Problem statement: Count the lines in the data below that contain the string "light", treating uppercase and lowercase letters as different. Reply with the number alone.
________________________________________
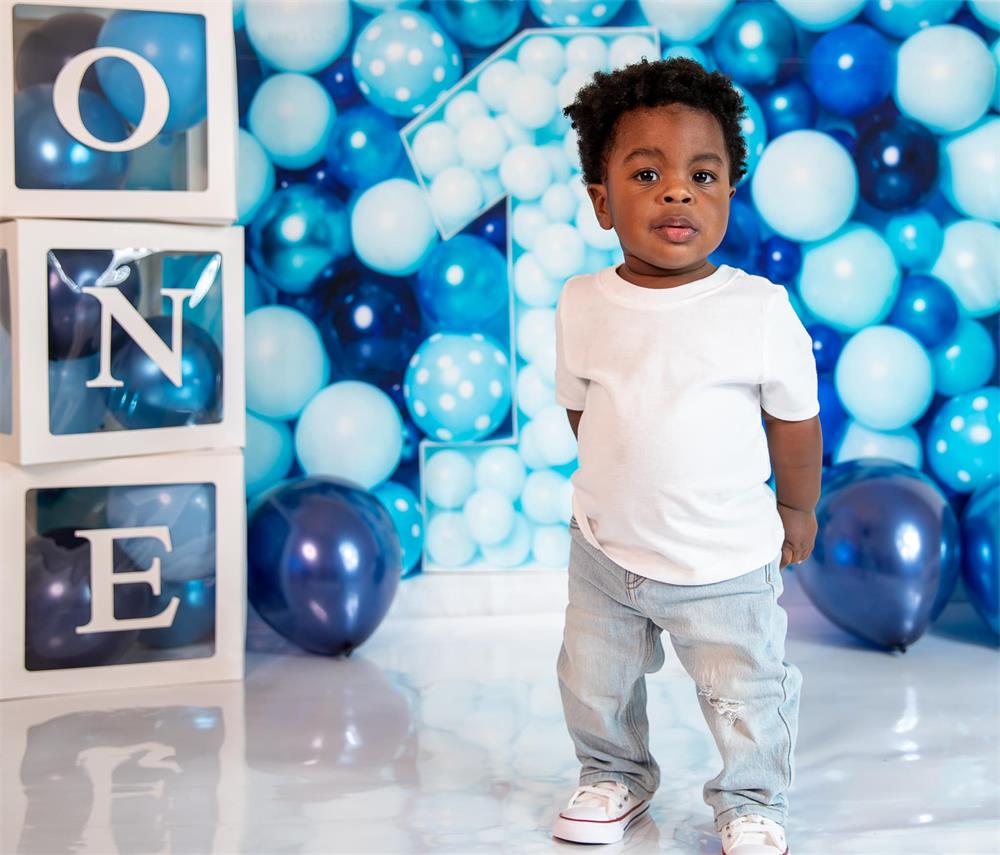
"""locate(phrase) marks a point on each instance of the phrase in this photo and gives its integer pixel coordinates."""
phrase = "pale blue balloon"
(449, 542)
(286, 363)
(291, 116)
(805, 185)
(490, 516)
(500, 469)
(860, 441)
(408, 518)
(403, 60)
(392, 227)
(944, 78)
(449, 479)
(965, 360)
(292, 35)
(916, 239)
(547, 497)
(851, 280)
(350, 430)
(255, 177)
(457, 387)
(963, 441)
(970, 170)
(268, 455)
(514, 550)
(969, 264)
(884, 378)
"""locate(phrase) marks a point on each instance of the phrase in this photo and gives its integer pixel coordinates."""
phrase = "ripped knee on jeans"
(724, 706)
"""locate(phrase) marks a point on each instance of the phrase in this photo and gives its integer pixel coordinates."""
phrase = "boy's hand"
(800, 534)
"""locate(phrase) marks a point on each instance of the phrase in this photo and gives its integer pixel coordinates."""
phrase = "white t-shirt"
(674, 463)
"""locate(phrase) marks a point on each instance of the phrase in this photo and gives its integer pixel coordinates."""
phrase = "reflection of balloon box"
(119, 339)
(121, 573)
(140, 122)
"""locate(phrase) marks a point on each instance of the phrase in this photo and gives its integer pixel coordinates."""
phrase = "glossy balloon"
(46, 157)
(149, 399)
(887, 551)
(324, 562)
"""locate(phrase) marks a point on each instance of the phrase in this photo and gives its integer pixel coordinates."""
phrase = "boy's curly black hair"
(600, 103)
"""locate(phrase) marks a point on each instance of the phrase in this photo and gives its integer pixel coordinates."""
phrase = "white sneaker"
(753, 834)
(598, 814)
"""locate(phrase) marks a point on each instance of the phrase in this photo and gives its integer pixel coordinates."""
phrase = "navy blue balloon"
(789, 106)
(926, 308)
(46, 157)
(981, 552)
(887, 551)
(57, 600)
(373, 326)
(832, 416)
(324, 562)
(364, 147)
(194, 620)
(780, 260)
(827, 344)
(149, 399)
(45, 50)
(897, 164)
(75, 317)
(851, 69)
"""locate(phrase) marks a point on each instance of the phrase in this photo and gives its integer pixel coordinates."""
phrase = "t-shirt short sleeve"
(571, 390)
(788, 388)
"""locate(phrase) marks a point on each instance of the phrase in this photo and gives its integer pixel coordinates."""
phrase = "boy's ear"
(599, 198)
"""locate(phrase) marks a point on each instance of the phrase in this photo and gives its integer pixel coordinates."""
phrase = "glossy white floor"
(446, 736)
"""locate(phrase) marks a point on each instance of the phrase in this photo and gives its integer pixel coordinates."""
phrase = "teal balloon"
(851, 280)
(915, 238)
(963, 441)
(269, 453)
(964, 360)
(884, 378)
(175, 45)
(407, 516)
(297, 236)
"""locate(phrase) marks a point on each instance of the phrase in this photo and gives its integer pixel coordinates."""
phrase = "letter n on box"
(119, 339)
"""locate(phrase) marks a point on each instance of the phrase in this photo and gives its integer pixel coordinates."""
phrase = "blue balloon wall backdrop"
(414, 206)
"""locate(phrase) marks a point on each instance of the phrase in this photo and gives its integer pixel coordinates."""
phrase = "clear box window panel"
(109, 99)
(91, 594)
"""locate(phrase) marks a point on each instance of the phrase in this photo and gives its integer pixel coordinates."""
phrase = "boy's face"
(664, 163)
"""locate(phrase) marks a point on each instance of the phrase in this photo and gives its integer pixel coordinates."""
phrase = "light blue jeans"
(729, 636)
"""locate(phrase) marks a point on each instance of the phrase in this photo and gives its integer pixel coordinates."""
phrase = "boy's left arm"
(796, 451)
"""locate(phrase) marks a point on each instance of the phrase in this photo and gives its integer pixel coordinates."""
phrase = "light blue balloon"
(884, 378)
(268, 455)
(255, 177)
(392, 227)
(449, 479)
(963, 441)
(350, 430)
(970, 170)
(805, 185)
(859, 441)
(449, 542)
(404, 508)
(851, 280)
(915, 238)
(294, 36)
(965, 360)
(188, 511)
(457, 387)
(286, 363)
(944, 78)
(513, 550)
(403, 60)
(291, 116)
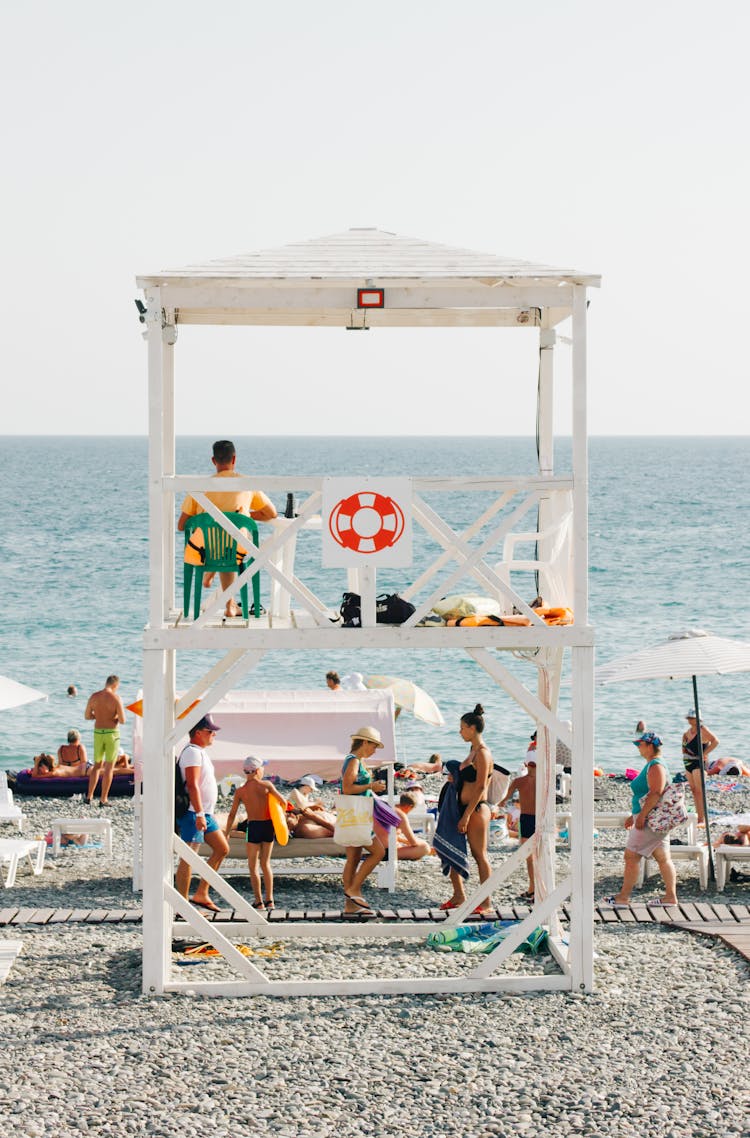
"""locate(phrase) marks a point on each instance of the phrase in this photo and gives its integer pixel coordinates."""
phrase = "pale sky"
(603, 137)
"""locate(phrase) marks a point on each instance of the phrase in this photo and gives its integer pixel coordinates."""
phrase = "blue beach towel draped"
(448, 843)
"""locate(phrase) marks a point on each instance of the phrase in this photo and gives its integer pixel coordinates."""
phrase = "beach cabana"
(535, 525)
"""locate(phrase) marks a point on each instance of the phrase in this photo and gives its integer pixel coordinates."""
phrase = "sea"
(669, 550)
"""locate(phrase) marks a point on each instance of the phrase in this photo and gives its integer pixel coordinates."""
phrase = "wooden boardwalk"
(697, 916)
(730, 923)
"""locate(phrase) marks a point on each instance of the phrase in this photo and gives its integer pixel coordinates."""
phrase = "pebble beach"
(84, 1052)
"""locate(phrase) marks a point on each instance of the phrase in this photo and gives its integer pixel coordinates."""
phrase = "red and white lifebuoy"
(367, 522)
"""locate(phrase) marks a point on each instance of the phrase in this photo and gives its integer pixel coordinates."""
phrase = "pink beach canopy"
(298, 732)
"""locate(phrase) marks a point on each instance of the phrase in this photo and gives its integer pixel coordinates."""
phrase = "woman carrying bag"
(647, 789)
(355, 819)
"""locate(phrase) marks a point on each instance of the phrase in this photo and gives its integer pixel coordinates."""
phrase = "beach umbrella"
(733, 819)
(14, 694)
(683, 656)
(410, 697)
________________________________________
Task solution: 2